* Try it: All the entries need to be duplicated exactly, with the pictures omitted.

* Exercise input:
· · · · · · ·
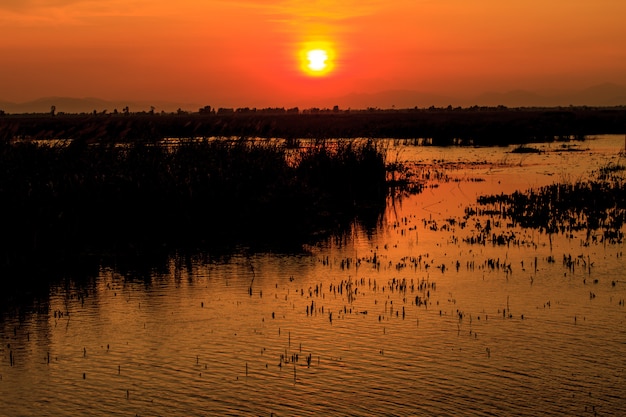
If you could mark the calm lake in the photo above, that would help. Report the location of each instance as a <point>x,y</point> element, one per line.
<point>411,317</point>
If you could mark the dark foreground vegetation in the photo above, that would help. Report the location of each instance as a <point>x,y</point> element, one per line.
<point>483,126</point>
<point>596,206</point>
<point>66,200</point>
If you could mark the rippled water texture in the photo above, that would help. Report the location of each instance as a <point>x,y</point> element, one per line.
<point>407,319</point>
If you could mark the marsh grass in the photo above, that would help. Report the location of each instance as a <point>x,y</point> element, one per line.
<point>598,203</point>
<point>79,198</point>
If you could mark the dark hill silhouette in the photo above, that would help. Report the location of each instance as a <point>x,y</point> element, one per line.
<point>606,94</point>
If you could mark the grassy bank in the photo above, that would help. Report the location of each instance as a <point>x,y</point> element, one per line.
<point>483,126</point>
<point>76,198</point>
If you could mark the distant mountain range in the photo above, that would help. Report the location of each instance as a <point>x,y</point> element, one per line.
<point>607,94</point>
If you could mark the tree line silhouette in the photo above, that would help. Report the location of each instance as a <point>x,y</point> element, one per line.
<point>481,126</point>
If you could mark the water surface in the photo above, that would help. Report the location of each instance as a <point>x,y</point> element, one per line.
<point>405,319</point>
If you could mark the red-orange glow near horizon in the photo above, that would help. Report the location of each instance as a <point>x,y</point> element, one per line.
· · · · · · ·
* Answer to the problem:
If you could mark the calm lake in the photo above, that would help. Report the location of each instance as a <point>x,y</point> element, one per line.
<point>411,317</point>
If you could mark the dark foreground vegetation in the photo above, that would help. Report the location of each instance as a <point>x,y</point> element, one per line.
<point>483,126</point>
<point>596,206</point>
<point>66,200</point>
If you could mark the rippled water texture in the photo above, that would help. Report the location of each instance as a <point>x,y</point> element, one per line.
<point>407,319</point>
If you could mark the marsh grass in the photo above, that would help. Report the location of each instance as a <point>x,y</point> element, one per line.
<point>598,203</point>
<point>79,198</point>
If you could mark the dark hill silhouette in the photo above, that would help. Report the location of each instance as a <point>x,y</point> element, one per line.
<point>606,94</point>
If you could mark the grassy bank in the photo above, that would help. Report the location of each instance as a <point>x,y</point> element, one per line.
<point>483,126</point>
<point>76,198</point>
If you could mark the distant mountain range in the photo above, that would help. Report the location of each instance as a <point>x,y</point> element, one per line.
<point>607,94</point>
If you could mark the tree line silhouette in the photo above, that would help. Report the location of each instance as a <point>x,y</point> element, one per line.
<point>481,126</point>
If you could mark the water surface in the photo above, that would help. Report the location of each instance as a <point>x,y</point> element, one per line.
<point>405,319</point>
If you could mark the red-orange glow near horizon in the photo above, that would help. Report the location of each instance as a <point>x,y</point> element, one per line.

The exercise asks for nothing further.